> [Brief A]
In the forum thread about Odin the tegu:
(i) What length and weight does the owner give for Odin now?
(ii) What kind of harness does the owner currently use for him?
(iii) In what month and year was Odin born?
> [Brief B] Reproduce the passage of the forum thread about Odin the tegu that begins with the words "Well I had heard" and ends with the words "TeguBuzz (Sep 12, 2012)".

> [Document excerpt]
════
# Odin's One Year-ish Update



## AP27 (Sep 11, 2012)

So Odin is a year and 3 months old now and boy has he changed from when we first got him! He was about 11in then, skittish and tiny. He wouldn't eat in front of us, hid from us, pretty much the typical baby tegu. Now he's a 38in, 6lb little monster, but a very gentle one. His personality is somewhat like a cat, and by that I mean that he will ask for attention when he wants it, but most of the time would rather you came to him. He can be quite snuggly when he wants warmth though.  And he does enjoy cheek and tail rubs and will stick the base of his tail in the air when you rub it, also reminding me of a cat lol. He's wonderfully leash trained now and comfortable with all people and places. 

Anyway, this is him a couple months ago, just shy of 36in:






Sitting at his tile eating dinner. He looked like he was sitting at a little table to me >.<





Relaxing in the pool (new pool, no chlorine added yet)





His little teeth have started to come in =)





Enjoying the grass by the beach on our trip to San Diego:





Impatient for me to get his bath started:





Video of him enjoying the end of a shower:




So there's some pics and updates on my darling little monster. Hope you enjoyed!


----------



## Logie_Bear (Sep 11, 2012)

Those are all way too cute. 
Do you use a cat or ferret harness?


----------



## AP27 (Sep 11, 2012)

Thanks =) 
I use a ferret harness but I'm on the largest adjustment possible for it now and it's getting a little small, so I'll be switching to a cat harness soon.


----------



## frost (Sep 11, 2012)

when was he born?


----------



## AP27 (Sep 11, 2012)

June 2011.


----------



## frost (Sep 11, 2012)

he seems like hes a bit bigger than my extreme..


----------



## kim86 (Sep 11, 2012)

Love the shower video. How and when do you introduce your tegu to showers? Do they usually freak out at first?


----------



## AP27 (Sep 11, 2012)

They all grow at different rates. Don't let it discourage you


----------



## frost (Sep 12, 2012)

yeah thats what i figured. was just worried that i might have done something wrong.


----------



## AP27 (Sep 12, 2012)

kim86 said:


> Love the shower video. How and when do you introduce your tegu to showers? Do they usually freak out at first?



Well I had heard of someone else trying it with their tegu and it enjoying it, so I figured I'd try it with mine. The first time I did he wasn't sure what to think and tried to climb my legs to get out. So I just left it alone for awhile then a few months later thought i'd try again since he had become calmer and more confident. He doesn't really like it of the shower head is pointing straight down, but if I put it on a lighter setting and angle it out more he loves it. He'll position himself under it and relax for a bit, then change position and relax some more. I wonder if it feels something like a massage to him lol


----------



## TeguBuzz (Sep 12, 2012)
════
> [Entries provided]
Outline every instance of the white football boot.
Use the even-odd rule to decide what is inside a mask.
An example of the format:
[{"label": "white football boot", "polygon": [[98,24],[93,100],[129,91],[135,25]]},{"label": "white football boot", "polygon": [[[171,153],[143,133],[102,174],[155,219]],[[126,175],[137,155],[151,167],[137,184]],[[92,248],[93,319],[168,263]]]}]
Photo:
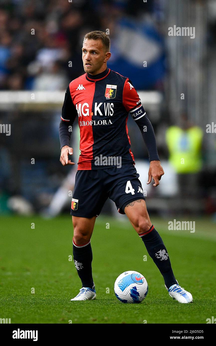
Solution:
[{"label": "white football boot", "polygon": [[179,303],[186,304],[191,303],[193,301],[192,295],[190,292],[181,287],[179,285],[172,285],[168,289],[166,285],[166,288],[169,292],[169,294],[174,299],[176,299]]},{"label": "white football boot", "polygon": [[82,287],[79,290],[79,293],[74,298],[71,299],[72,300],[90,300],[94,299],[96,297],[96,291],[95,289],[95,284],[92,288],[89,287]]}]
════
> [Full solution A]
(i) 38in and 6lb.
(ii) A ferret harness.
(iii) June 2011.

> [Full solution B]
Well I had heard of someone else trying it with their tegu and it enjoying it, so I figured I'd try it with mine. The first time I did he wasn't sure what to think and tried to climb my legs to get out. So I just left it alone for awhile then a few months later thought i'd try again since he had become calmer and more confident. He doesn't really like it of the shower head is pointing straight down, but if I put it on a lighter setting and angle it out more he loves it. He'll position himself under it and relax for a bit, then change position and relax some more. I wonder if it feels something like a massage to him lol


----------



## TeguBuzz (Sep 12, 2012)